AVAILABLE RECORDS
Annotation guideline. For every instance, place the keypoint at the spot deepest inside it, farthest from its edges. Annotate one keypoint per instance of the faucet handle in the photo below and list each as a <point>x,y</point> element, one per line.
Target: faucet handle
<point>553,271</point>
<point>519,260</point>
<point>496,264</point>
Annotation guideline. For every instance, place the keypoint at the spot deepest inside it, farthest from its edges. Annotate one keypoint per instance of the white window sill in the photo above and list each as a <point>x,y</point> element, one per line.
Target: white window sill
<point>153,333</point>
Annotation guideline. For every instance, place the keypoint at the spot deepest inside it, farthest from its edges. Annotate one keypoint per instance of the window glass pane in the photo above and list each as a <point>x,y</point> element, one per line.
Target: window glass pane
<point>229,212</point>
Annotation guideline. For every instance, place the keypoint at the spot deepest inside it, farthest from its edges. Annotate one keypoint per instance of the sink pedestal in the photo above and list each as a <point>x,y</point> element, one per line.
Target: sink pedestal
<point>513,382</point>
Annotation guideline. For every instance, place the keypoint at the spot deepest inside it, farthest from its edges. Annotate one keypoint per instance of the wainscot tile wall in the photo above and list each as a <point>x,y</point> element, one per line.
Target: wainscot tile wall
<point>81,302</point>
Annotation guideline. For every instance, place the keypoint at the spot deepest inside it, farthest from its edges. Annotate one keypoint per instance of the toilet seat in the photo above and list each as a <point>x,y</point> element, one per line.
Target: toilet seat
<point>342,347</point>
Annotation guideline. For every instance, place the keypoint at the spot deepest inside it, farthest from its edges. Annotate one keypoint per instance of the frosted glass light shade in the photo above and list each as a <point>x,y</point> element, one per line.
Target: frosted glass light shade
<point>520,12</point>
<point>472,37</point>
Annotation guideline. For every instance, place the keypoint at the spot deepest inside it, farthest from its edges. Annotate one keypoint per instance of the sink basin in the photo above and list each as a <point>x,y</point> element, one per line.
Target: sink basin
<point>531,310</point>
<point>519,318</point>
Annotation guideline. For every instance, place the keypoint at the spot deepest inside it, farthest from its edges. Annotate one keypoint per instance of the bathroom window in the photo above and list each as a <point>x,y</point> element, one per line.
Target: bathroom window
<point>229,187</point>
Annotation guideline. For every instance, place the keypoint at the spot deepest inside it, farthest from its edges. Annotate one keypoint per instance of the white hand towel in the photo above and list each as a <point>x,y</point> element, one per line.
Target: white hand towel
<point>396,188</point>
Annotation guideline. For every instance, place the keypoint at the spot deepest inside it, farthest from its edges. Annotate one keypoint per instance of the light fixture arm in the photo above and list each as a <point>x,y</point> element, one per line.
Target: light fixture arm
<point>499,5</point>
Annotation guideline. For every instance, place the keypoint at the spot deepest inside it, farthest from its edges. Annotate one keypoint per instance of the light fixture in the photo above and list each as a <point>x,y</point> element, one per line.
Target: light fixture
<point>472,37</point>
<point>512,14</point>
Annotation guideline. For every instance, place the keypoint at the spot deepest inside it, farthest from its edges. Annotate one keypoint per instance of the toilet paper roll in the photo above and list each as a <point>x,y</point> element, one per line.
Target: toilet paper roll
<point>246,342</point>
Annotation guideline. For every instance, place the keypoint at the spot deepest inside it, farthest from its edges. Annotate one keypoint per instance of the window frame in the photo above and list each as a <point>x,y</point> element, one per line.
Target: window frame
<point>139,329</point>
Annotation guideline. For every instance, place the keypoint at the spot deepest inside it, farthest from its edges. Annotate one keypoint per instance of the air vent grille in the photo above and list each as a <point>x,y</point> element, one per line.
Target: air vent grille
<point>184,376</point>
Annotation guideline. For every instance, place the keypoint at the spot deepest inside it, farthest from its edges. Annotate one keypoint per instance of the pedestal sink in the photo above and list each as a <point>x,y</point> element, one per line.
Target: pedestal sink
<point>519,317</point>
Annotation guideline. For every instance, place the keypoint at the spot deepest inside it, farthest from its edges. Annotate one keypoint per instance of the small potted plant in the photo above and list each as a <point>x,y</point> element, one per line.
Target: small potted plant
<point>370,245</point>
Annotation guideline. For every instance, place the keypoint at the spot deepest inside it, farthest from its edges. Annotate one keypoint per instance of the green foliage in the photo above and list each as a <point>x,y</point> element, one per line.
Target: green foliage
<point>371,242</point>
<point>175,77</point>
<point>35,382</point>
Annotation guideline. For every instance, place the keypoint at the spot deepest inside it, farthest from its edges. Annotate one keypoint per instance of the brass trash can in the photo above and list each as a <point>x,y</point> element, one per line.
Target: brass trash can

ASSIGNMENT
Please write out the records above once more, exactly and completely.

TASK SOLUTION
Annotation guideline. For every instance, place the keypoint at the spot deepest inside it, farthest from its edges. Annotate one keypoint per instance of the faucet handle in the photo below and list each as a <point>x,y</point> element, one per line.
Target: faucet handle
<point>553,271</point>
<point>519,260</point>
<point>496,264</point>
Annotation guideline. For every instance, place the keypoint at the spot deepest inside it, farthest from its edges. Annotate one keypoint per instance of the white window sill in the photo above and list each as a <point>x,y</point> element, one per line.
Target: white window sill
<point>153,333</point>
Annotation guideline. For every instance, place the keypoint at the spot deepest inside it, farthest from its edges. Annotate one keypoint per instance of the window glass pane in the photo above and list each as a <point>x,y</point> element, one per line.
Target: window glass pane
<point>229,212</point>
Annotation guideline. For every instance, place the keypoint at the spot deepest inside it, farthest from its edges. Annotate one keypoint per instance of the sink pedestal in the photo above and list each as a <point>x,y</point> element, one per line.
Target: sink pedestal
<point>513,382</point>
Annotation guideline. For every instance, place the keypoint at the spot deepest inside it, farthest from its edges. Annotate one keypoint per instance of the wainscot tile wall in the photo above and list each as a <point>x,y</point> element, one per line.
Target: wainscot tile wall
<point>81,302</point>
Annotation guideline. For every instance, place the keypoint at the spot deepest inside it, farthest from its edges. Annotate one keypoint per instance of the toilet seat in the photo above and list each as a <point>x,y</point> element, one per line.
Target: toilet seat
<point>342,347</point>
Annotation guideline. For every instance, place the keypoint at the spot deepest inside it, farthest from its edges. Annotate one keypoint per instance of the frosted glass light shade in the photo above and list each as a <point>x,y</point> element, one per line.
Target: frosted glass light shade
<point>520,12</point>
<point>472,37</point>
Annotation guideline. For every instance, place the keypoint at the spot deepest inside it, farthest from its edges. Annotate one keypoint per instance of the sink basin in the photo above and list each as a <point>x,y</point> element, one per line.
Target: sink basin
<point>531,310</point>
<point>519,318</point>
Annotation guideline. For every instance, place the keypoint at the spot deepest inside it, farthest from its edges. Annotate one keypoint per instance of the bathroom window in the photo above and list each as a <point>x,y</point> element, one per line.
Target: bathroom window
<point>229,187</point>
Annotation guideline. For every instance, place the keypoint at the spot deepest inside it, farthest from its edges. Annotate one keypoint per instance of the white hand towel in the photo above and list each as a <point>x,y</point> element, one per line.
Target: white hand towel
<point>396,188</point>
Annotation guideline. For every instance, place the keypoint at the spot deepest inside it, farthest from its edges. Annotate one keypoint per instance of the light fixture arm in the photo above and list each as a <point>x,y</point> element, one per line.
Target: light fixture arm
<point>499,5</point>
Annotation guideline. For every instance, place the keypoint at the spot deepest inside it, farthest from its edges. Annotate one keypoint per instance of the light fixture in the photo above and list each as a <point>x,y</point> element, one per line.
Target: light fixture
<point>472,37</point>
<point>512,14</point>
Annotation guideline. For every instance, place the keypoint at the spot deepest inside it, farthest from its edges. Annotate one keypoint per instance of the toilet paper roll in the photo above and list each as a <point>x,y</point> element, one per line.
Target: toilet paper roll
<point>246,342</point>
Annotation guideline. For every instance, place the keypoint at the spot deepest inside it, farthest from its edges. Annotate one keypoint per instance of the window frame in the photo above and list each as a <point>x,y</point> element, one per line.
Target: window frame
<point>139,329</point>
Annotation guideline. For every instance, place the keypoint at the spot deepest inside it, farthest from its edges. Annotate one keypoint per instance of the air vent grille in the photo above and list each as a <point>x,y</point> element, one per line.
Target: air vent grille
<point>184,376</point>
Annotation guideline. For every instance, place the keypoint at the spot deepest inside it, farthest from its edges. Annotate one keypoint per instance of the pedestal sink in the photo above and list each as a <point>x,y</point> element, one per line.
Target: pedestal sink
<point>519,317</point>
Annotation guideline. For every instance, place the keypoint at the spot deepest inside it, farthest from its edges. Annotate one keypoint per instance of the small potted plant in the photo above and list each as a <point>x,y</point> element, one per line.
Target: small potted plant
<point>370,245</point>
Annotation guideline. For every instance, place the keypoint at the spot deepest inside it, farthest from its edges. Annotate one keypoint per instance of the green foliage in the photo above and list each as a <point>x,y</point> element, one per line.
Target: green foliage
<point>371,242</point>
<point>175,77</point>
<point>35,382</point>
Annotation guideline. For every instance, place the keypoint at the spot deepest inside it, farthest from its edges. Annotate one keypoint per instance of the brass trash can in the photo above and list each as a <point>x,y</point> element, one per line.
Target: brass trash can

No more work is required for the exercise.